## Set task
Reproduce the entries below verbatim, starting at the line that contains "The component shall point out each instance of the light" and ending at the line that contains "point(425, 321)", with both of those lines included.

## Data in this exercise
## Begin

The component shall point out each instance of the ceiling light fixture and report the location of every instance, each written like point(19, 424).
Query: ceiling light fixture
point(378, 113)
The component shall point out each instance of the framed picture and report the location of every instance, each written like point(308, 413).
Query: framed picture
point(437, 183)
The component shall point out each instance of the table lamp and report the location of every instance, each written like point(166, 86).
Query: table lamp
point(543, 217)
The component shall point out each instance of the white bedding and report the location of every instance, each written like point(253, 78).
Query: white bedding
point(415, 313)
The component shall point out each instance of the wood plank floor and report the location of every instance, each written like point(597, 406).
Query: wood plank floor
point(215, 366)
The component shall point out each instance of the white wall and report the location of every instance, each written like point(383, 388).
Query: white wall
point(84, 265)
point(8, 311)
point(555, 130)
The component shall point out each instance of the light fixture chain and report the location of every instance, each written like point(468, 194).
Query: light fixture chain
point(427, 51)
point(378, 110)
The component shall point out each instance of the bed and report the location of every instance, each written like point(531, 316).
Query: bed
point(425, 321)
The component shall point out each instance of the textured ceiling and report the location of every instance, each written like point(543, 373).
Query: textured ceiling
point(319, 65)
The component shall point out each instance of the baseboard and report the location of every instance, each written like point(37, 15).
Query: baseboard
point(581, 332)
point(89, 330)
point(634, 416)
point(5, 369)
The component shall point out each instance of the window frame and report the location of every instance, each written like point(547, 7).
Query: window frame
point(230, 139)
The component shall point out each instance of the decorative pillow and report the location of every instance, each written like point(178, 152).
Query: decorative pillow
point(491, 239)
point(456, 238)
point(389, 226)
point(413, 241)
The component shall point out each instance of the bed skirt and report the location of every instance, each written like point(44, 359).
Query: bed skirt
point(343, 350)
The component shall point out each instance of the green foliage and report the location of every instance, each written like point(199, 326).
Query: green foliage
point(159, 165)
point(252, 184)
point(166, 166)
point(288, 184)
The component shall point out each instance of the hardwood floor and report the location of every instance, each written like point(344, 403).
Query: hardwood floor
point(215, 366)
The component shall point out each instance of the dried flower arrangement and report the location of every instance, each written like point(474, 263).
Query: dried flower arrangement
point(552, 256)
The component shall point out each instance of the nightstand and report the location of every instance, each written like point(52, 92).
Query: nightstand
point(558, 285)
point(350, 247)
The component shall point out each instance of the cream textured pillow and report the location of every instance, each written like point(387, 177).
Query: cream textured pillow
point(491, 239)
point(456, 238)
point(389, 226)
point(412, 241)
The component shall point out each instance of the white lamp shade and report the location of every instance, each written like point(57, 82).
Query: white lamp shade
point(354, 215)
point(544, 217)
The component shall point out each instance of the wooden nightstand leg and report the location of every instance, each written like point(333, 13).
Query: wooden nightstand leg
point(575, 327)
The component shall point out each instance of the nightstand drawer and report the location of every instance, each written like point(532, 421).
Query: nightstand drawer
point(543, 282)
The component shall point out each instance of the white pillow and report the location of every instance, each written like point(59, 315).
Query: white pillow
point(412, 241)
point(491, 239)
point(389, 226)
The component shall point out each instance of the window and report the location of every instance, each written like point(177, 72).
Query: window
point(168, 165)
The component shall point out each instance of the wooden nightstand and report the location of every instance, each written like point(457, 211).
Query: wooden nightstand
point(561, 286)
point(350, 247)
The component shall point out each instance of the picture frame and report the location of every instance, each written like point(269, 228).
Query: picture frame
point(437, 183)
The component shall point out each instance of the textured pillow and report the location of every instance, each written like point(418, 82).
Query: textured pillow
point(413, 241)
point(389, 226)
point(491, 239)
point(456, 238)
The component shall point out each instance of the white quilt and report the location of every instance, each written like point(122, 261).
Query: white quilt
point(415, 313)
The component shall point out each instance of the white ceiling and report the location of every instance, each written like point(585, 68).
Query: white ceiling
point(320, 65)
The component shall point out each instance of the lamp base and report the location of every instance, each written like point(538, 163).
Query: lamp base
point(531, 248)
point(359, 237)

## End
## Begin

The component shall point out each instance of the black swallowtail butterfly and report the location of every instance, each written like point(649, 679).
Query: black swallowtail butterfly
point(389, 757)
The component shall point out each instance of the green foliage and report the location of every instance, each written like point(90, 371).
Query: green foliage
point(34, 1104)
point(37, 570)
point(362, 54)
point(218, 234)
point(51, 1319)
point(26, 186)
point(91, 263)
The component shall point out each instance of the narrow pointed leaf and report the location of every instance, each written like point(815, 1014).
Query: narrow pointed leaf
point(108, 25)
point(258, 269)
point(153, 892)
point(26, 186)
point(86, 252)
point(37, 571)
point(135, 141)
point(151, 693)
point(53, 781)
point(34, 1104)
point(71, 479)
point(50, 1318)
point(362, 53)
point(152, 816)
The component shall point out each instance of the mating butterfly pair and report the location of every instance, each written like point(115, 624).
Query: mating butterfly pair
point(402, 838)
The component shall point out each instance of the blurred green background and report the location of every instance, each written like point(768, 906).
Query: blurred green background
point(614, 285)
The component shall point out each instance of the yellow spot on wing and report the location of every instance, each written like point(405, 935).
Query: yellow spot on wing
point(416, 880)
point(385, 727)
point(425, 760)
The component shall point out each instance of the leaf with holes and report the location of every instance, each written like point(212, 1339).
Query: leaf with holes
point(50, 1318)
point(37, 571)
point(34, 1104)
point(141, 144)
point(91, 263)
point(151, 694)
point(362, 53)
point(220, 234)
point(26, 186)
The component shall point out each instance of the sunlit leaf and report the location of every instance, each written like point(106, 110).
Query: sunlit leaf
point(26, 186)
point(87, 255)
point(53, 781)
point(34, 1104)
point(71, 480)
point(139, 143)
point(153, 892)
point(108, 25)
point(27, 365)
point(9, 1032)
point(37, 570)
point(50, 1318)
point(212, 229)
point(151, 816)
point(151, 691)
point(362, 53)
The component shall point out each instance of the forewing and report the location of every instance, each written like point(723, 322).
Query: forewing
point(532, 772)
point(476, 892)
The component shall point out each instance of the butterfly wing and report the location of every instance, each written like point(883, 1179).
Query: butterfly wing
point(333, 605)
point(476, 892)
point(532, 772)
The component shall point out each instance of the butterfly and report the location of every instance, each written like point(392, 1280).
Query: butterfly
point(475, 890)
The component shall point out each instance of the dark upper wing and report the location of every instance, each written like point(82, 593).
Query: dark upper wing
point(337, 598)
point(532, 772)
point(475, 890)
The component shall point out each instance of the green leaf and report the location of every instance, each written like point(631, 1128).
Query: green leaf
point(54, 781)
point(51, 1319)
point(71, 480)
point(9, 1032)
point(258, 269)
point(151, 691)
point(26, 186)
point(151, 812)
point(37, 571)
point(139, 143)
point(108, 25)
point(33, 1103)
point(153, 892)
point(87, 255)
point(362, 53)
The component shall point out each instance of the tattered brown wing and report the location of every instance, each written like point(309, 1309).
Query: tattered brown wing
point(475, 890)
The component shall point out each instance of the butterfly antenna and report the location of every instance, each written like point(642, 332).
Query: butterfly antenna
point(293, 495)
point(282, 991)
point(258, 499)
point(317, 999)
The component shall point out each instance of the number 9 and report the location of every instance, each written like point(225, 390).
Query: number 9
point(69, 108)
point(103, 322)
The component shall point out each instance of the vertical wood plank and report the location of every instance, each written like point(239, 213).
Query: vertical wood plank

## End

## Written answer
The component shall point out each instance of the light fixture chain and report the location of every instance, each written like point(468, 194).
Query: light fixture chain
point(427, 51)
point(378, 110)
The component shall point out each instance of the bed and report the location of every instance, each written like point(531, 316).
Query: bed
point(425, 321)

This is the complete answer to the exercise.